→ Task directions
Word for word, transcribe the lines from the one containing "of the kiwi" through the end of the entries, both included, and nothing else.

→ Given records
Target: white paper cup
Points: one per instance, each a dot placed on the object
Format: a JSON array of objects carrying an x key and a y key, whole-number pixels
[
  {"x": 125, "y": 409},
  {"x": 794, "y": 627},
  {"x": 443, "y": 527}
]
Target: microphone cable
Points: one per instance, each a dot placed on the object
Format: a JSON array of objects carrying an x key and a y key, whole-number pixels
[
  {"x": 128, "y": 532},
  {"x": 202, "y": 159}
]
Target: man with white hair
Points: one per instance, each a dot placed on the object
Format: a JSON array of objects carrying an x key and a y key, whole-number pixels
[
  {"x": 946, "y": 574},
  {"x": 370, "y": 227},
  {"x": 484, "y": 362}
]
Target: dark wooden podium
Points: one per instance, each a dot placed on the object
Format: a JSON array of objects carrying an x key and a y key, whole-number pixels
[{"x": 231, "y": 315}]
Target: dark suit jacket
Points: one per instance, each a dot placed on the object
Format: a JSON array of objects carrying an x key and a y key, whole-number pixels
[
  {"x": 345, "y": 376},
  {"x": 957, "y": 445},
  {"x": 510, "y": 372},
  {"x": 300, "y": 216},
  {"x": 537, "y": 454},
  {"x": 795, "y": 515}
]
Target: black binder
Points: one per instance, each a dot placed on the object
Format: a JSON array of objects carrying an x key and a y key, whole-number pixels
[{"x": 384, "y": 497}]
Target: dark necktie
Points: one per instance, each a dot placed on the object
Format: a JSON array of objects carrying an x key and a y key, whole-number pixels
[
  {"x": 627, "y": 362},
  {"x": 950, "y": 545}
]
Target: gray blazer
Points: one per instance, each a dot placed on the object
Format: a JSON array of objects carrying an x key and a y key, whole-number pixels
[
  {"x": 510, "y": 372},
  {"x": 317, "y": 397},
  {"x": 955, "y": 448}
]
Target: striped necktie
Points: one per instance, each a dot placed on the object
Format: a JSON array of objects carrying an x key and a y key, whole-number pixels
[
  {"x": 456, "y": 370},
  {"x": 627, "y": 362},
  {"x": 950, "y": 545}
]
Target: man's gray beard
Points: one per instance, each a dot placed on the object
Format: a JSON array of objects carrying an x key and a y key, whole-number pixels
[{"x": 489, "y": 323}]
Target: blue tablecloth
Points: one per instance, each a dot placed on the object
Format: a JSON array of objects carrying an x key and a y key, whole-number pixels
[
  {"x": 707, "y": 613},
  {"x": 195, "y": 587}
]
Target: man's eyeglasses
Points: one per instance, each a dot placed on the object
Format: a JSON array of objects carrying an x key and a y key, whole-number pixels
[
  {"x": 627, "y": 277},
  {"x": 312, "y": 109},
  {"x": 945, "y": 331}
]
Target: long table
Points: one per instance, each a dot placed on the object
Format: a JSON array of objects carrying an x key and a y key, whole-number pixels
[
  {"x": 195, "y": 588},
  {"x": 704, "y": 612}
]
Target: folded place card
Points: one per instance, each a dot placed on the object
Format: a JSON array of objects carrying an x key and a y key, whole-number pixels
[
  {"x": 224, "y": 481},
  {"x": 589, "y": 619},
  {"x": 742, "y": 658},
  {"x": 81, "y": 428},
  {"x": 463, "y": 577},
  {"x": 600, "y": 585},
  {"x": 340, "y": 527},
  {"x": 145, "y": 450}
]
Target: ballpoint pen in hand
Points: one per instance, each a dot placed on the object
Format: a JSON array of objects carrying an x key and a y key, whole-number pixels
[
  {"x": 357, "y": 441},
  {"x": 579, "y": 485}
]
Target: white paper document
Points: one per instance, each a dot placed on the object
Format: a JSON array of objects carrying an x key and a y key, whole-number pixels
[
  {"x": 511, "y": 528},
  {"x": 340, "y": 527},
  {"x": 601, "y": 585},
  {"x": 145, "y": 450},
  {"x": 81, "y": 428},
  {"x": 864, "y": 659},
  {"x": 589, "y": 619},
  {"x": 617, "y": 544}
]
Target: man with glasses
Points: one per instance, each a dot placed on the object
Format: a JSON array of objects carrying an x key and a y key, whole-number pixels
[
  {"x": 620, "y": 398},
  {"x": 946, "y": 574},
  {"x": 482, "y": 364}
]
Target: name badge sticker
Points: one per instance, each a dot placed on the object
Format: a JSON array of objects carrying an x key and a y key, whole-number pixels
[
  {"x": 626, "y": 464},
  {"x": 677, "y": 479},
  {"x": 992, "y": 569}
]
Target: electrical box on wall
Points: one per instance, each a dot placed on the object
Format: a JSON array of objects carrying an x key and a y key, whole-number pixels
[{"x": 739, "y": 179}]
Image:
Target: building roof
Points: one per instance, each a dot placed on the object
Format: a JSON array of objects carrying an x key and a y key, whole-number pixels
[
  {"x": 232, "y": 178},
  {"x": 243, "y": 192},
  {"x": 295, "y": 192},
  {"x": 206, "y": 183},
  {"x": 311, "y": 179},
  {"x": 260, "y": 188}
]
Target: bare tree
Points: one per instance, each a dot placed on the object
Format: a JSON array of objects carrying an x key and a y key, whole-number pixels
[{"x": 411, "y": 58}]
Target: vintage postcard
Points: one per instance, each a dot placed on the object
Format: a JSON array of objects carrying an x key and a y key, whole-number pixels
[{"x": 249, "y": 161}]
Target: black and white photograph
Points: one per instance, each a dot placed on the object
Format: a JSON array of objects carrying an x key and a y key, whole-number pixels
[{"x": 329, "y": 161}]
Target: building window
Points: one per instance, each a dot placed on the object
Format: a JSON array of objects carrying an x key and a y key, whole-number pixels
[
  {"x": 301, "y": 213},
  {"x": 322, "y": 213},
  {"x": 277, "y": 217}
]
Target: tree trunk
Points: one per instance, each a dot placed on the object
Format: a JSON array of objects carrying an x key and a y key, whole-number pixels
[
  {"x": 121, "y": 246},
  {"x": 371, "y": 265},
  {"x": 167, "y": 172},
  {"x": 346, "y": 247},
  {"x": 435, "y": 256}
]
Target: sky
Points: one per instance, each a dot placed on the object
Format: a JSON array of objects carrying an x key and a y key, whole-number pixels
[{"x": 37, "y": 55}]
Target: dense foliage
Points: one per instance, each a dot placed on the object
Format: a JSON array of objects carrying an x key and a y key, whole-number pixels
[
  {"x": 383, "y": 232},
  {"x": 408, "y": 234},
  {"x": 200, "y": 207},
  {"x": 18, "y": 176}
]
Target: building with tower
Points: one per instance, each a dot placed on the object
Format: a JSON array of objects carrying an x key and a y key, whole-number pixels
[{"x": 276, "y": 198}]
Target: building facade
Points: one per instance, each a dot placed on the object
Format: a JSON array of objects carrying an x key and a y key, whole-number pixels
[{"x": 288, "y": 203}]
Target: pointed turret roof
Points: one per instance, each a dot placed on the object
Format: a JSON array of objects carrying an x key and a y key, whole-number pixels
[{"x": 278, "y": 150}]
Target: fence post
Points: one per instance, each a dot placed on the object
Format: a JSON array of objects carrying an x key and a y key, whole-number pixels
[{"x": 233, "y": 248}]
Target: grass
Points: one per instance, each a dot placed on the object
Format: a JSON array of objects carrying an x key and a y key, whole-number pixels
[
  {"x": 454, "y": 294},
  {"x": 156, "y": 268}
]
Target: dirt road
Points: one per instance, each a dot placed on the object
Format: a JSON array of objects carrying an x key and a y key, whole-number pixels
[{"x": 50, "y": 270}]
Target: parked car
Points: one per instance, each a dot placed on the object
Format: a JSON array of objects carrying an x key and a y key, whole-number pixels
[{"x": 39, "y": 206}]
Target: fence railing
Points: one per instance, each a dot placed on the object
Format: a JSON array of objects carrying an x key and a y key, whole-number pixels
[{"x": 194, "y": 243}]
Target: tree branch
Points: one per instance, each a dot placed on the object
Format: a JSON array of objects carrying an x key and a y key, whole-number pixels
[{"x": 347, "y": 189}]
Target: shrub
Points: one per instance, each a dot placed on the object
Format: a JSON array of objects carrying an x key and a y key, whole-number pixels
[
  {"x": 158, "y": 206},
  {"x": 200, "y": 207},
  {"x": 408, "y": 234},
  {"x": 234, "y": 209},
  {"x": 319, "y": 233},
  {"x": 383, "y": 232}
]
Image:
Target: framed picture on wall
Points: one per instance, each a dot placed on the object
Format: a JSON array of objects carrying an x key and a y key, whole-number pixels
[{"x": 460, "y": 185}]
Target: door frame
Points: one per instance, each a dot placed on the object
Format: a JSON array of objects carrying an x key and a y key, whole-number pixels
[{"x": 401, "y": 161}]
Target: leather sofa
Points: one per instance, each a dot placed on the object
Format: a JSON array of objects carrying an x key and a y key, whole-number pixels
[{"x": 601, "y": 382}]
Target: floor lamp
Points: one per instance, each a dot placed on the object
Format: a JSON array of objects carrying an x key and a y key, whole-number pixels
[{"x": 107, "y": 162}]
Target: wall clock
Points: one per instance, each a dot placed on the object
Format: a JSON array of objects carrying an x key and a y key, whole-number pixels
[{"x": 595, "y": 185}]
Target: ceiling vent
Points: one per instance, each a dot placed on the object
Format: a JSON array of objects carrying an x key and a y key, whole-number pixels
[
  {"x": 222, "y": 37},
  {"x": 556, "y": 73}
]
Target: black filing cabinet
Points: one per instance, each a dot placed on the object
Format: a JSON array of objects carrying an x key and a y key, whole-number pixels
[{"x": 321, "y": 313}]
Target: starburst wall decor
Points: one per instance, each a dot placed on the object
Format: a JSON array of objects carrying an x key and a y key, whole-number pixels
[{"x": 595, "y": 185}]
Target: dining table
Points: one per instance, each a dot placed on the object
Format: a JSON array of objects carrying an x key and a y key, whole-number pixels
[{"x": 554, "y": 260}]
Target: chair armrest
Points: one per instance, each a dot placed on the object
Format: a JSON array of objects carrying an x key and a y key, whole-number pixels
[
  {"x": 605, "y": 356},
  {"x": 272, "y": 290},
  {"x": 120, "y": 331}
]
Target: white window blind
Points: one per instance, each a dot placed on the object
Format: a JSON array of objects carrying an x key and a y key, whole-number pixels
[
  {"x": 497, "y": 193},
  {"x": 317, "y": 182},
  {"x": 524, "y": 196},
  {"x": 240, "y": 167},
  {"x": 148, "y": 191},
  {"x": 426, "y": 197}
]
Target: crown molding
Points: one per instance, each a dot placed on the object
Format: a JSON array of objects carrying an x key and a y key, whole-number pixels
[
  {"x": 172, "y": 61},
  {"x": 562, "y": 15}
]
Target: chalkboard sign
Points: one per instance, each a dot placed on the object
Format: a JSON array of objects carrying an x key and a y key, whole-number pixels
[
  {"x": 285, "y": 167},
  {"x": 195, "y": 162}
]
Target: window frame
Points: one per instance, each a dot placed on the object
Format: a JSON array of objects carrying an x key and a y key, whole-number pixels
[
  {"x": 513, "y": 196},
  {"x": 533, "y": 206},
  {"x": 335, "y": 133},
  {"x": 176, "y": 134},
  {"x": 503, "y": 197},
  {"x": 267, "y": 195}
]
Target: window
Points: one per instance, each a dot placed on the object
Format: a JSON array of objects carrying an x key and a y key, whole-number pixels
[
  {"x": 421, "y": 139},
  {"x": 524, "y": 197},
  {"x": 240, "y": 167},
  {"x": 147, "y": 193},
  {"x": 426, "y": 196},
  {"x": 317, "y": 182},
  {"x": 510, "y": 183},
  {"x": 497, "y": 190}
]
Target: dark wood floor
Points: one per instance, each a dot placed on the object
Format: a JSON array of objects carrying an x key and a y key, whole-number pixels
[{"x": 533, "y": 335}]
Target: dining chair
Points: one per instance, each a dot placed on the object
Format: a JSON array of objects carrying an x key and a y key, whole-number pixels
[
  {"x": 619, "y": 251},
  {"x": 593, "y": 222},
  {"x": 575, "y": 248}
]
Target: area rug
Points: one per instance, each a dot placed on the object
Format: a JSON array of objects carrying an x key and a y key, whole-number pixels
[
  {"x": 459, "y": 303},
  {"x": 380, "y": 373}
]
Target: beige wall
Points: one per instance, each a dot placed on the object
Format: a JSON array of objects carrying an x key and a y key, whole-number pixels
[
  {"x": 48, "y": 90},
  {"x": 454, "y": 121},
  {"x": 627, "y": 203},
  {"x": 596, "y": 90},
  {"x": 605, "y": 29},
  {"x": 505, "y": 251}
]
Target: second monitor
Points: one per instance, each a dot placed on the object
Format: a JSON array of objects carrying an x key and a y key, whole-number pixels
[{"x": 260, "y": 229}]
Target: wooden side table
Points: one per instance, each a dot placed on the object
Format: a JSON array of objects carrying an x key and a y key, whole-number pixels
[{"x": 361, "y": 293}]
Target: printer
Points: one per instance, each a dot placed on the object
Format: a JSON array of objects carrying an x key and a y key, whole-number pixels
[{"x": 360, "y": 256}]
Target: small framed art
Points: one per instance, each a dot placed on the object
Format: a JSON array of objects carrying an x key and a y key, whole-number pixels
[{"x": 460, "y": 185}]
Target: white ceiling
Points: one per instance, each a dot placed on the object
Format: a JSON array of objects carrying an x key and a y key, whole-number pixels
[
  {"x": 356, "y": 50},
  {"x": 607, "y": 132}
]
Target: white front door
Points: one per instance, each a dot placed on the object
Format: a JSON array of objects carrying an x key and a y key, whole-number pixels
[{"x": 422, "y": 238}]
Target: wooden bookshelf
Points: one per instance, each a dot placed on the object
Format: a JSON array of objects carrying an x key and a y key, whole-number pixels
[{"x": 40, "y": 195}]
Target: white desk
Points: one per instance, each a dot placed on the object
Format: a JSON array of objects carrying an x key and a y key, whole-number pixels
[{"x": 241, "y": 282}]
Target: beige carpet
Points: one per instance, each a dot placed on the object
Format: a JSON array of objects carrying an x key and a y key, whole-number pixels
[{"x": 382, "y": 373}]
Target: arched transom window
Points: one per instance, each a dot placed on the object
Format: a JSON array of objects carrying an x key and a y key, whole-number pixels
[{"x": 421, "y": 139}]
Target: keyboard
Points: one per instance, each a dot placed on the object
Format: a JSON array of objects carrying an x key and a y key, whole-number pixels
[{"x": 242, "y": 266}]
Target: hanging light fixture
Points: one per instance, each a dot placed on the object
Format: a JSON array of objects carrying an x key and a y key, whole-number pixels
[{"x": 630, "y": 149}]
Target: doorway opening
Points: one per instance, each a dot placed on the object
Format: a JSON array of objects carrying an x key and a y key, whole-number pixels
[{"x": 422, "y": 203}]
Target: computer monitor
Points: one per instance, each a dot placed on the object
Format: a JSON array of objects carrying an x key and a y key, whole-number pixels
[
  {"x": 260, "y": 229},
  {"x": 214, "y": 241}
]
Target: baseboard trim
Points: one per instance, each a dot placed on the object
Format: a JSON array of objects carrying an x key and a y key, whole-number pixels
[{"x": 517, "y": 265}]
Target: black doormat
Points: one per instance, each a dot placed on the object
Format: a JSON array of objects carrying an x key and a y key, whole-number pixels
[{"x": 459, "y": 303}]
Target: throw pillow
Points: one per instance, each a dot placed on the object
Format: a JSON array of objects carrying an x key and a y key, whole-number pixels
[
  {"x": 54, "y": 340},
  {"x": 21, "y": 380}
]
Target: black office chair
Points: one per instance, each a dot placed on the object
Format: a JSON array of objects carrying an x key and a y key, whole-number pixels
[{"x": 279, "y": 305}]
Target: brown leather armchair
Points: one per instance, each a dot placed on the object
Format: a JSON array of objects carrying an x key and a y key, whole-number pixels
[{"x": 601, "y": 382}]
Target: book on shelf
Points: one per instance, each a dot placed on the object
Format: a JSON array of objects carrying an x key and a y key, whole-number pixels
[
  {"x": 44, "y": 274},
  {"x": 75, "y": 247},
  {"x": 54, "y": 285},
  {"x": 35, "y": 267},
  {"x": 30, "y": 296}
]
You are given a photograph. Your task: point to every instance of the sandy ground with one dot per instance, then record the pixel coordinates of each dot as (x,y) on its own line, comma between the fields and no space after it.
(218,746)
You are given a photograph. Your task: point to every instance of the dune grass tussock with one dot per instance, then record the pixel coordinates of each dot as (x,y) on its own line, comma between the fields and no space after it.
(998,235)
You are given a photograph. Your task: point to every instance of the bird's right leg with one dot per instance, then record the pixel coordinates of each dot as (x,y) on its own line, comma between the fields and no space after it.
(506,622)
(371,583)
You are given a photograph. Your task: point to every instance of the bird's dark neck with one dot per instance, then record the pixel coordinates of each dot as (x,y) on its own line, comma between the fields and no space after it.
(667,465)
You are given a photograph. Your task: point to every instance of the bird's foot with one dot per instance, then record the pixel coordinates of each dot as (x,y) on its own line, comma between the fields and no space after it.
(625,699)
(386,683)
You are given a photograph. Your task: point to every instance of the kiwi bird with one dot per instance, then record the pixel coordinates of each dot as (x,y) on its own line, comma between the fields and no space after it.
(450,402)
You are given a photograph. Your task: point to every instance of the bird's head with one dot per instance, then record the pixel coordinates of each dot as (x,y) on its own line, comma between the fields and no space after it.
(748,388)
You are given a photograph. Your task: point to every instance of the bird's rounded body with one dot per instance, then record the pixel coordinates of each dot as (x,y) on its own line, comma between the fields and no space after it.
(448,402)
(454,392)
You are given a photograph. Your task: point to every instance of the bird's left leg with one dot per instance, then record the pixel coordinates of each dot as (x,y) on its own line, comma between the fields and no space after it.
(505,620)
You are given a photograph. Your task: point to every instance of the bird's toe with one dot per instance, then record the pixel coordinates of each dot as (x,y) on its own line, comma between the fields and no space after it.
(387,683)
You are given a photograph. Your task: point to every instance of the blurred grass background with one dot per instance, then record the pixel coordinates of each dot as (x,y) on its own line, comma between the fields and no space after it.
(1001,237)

→ Written reply
You are given a photograph. Your task: point to every instance of the kiwi bird with one dot per instance, then record the pixel coordinates of each dot as (x,y) on its own line, comma between the fields and no space after it.
(450,402)
You are given a photograph. Your task: point to every instance of the bird's head with one dot per instance, then record the pixel coordinates of each dot as (x,y) on its own line, comma between the fields and no space after it.
(748,388)
You are given a photograph. Your task: point to every instance of the bird's rounded body with one dot per instance, then record the pixel coordinates of each dot as (x,y) on its own line, comma between the fields and no space after it.
(448,402)
(454,392)
You are given a photograph. Your task: point to every instance of the bird's left leg with one dot per instance, then record the pixel coordinates of each dot as (x,y) on its own line, comma between the fields and no space after it.
(505,620)
You are given a photograph. Your task: point to every instance of the bird's toe with one dot per instance, then record the pixel coordinates of each dot as (x,y) on its own line, comma between the fields and no space after it.
(387,683)
You are given a photograph. Your task: point to every instance of the blurred grass background with one dot per instance, then record the pixel coordinates of each dot as (x,y) on its own line, comma between the fields and no space after it.
(1001,237)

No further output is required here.